[Provided data]:
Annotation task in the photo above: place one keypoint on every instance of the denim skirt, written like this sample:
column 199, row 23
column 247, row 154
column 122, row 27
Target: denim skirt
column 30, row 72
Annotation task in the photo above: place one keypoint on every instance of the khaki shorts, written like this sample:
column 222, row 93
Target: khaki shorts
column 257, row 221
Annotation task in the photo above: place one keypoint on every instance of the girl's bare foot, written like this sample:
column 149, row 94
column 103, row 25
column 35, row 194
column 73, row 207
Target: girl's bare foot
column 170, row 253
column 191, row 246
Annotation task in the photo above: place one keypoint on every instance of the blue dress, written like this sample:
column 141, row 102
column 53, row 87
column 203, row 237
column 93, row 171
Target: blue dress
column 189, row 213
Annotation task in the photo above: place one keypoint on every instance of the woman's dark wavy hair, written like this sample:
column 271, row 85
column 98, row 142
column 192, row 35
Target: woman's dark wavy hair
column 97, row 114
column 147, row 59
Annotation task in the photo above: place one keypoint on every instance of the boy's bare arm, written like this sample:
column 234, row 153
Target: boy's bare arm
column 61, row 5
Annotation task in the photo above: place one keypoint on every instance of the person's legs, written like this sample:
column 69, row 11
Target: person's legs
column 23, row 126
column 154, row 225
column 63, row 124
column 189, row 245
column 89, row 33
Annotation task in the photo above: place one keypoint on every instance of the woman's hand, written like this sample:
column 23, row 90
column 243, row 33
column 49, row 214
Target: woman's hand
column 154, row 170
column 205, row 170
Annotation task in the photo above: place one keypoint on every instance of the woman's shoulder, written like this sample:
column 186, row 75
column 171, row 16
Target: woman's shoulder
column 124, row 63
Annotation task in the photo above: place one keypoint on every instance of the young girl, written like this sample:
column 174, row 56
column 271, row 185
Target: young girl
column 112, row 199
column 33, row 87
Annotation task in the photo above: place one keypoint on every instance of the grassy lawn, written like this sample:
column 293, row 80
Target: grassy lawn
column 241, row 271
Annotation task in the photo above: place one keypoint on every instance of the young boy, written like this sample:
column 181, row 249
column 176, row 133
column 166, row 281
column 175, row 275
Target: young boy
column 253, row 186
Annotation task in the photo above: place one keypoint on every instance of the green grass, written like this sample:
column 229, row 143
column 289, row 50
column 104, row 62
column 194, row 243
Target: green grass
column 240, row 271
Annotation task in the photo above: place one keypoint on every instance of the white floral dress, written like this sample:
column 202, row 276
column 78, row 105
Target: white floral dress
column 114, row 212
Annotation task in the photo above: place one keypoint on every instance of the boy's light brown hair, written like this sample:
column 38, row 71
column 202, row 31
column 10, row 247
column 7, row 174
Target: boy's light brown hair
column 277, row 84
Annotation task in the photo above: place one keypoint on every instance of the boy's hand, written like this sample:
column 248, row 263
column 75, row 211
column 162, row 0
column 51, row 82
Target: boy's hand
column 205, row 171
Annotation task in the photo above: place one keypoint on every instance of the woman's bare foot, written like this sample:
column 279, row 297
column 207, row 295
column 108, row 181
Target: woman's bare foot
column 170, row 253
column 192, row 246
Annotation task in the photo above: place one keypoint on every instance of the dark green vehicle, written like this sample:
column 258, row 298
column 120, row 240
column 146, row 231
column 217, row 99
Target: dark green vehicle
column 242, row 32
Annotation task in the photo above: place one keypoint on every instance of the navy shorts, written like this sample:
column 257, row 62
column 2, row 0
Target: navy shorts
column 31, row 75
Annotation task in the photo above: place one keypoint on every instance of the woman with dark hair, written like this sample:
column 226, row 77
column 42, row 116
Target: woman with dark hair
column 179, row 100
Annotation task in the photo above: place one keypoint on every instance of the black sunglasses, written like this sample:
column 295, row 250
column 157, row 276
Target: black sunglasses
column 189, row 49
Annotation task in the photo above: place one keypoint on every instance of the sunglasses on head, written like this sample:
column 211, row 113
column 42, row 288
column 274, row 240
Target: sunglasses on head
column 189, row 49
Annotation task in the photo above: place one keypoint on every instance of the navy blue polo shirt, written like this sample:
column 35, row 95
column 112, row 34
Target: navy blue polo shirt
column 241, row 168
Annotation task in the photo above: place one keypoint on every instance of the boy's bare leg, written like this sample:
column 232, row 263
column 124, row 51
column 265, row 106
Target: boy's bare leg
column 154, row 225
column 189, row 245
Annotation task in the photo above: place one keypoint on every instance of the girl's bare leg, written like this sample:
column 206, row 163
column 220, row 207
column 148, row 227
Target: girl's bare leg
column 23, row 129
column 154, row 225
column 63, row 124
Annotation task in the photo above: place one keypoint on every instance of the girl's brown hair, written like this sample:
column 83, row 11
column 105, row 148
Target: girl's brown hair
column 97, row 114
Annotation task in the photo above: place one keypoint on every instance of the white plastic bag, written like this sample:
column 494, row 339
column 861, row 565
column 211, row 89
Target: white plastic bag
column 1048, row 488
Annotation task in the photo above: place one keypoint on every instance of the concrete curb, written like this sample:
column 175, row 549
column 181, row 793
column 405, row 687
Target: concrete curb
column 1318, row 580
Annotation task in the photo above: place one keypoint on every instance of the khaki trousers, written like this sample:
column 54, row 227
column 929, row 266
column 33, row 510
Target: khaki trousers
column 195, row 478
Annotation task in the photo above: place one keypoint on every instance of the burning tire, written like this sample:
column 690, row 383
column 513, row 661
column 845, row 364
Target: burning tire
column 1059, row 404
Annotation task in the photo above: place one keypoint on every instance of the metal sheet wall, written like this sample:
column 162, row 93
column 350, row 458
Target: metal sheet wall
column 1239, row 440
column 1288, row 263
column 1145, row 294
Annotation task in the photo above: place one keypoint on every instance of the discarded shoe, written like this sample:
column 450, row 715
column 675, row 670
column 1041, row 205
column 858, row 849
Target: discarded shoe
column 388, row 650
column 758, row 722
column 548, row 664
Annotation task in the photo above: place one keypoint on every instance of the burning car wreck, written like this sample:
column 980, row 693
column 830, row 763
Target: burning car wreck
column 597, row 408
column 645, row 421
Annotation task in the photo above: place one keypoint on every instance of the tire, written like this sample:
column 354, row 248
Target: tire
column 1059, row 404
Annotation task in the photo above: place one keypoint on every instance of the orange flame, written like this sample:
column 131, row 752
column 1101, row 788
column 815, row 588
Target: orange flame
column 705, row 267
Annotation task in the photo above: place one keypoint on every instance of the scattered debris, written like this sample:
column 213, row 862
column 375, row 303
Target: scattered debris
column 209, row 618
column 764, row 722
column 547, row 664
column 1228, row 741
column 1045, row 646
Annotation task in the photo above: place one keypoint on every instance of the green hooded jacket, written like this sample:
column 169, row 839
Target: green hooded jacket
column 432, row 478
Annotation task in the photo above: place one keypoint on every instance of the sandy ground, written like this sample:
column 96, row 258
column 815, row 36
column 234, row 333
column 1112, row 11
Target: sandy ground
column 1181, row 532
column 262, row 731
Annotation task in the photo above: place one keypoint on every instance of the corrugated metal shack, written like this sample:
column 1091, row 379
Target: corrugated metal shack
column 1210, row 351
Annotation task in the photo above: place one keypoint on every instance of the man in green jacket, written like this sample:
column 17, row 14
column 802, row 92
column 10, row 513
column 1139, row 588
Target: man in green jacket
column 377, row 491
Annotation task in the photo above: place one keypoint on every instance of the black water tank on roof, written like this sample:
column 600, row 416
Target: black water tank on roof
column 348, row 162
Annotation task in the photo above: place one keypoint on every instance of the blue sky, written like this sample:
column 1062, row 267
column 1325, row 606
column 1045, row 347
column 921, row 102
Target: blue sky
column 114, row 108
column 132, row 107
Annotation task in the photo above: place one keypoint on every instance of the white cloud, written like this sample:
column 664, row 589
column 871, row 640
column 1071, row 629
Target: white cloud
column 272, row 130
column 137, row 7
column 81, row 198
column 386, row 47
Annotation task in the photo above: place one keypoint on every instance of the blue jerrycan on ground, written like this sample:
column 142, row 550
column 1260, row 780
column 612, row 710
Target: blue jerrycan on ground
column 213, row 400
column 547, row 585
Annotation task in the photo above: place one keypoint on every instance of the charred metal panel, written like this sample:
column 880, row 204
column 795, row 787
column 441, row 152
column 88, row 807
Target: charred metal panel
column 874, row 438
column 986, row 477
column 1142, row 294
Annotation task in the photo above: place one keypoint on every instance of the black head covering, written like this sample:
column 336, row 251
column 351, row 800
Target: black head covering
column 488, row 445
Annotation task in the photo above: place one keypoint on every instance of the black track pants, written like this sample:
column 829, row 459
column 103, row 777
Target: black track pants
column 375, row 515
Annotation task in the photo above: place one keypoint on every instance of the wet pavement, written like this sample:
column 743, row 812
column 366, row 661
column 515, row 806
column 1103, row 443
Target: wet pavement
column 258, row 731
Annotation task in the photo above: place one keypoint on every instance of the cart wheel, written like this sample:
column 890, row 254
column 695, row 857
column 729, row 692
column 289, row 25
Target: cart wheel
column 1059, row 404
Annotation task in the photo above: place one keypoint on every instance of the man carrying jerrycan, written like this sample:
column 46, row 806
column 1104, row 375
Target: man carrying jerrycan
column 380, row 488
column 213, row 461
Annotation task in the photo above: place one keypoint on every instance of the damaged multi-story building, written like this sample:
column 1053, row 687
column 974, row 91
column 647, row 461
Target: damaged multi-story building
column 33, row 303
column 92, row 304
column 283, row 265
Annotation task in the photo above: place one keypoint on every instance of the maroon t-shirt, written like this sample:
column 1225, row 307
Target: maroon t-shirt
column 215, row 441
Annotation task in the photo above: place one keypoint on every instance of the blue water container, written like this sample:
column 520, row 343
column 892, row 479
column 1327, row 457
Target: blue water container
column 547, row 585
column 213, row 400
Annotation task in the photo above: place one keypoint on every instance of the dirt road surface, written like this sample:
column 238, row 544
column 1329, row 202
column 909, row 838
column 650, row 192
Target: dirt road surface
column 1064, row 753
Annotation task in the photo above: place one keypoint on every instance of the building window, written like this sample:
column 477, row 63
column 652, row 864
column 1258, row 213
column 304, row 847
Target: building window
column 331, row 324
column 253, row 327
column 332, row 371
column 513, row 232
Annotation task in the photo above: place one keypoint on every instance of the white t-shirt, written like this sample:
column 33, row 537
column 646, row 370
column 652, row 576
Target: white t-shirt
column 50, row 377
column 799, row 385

[Exercise task]: Reproduce word for word the lines of the listing above, from the line with "khaki shorts, written" to the line with "column 61, row 5", including both of those lines.

[Response to the exercise]:
Annotation task in the photo above: place one keypoint on every instance of the khaki shorts, written like this sample:
column 222, row 93
Target: khaki shorts
column 257, row 221
Annotation task in the photo above: place one keypoint on every instance of the girl's bare foot, written like this sample:
column 149, row 94
column 103, row 25
column 35, row 194
column 73, row 207
Target: girl's bare foot
column 170, row 253
column 191, row 246
Annotation task in the photo above: place one keypoint on every instance of the blue dress, written like this sample:
column 141, row 102
column 53, row 87
column 203, row 237
column 93, row 171
Target: blue dress
column 189, row 213
Annotation task in the photo above: place one keypoint on every instance of the woman's dark wavy hair, written like this sample:
column 271, row 85
column 98, row 142
column 192, row 35
Target: woman's dark wavy hair
column 97, row 114
column 147, row 59
Annotation task in the photo above: place one keypoint on every instance of the boy's bare arm, written like this sample:
column 234, row 153
Target: boy's bare arm
column 61, row 5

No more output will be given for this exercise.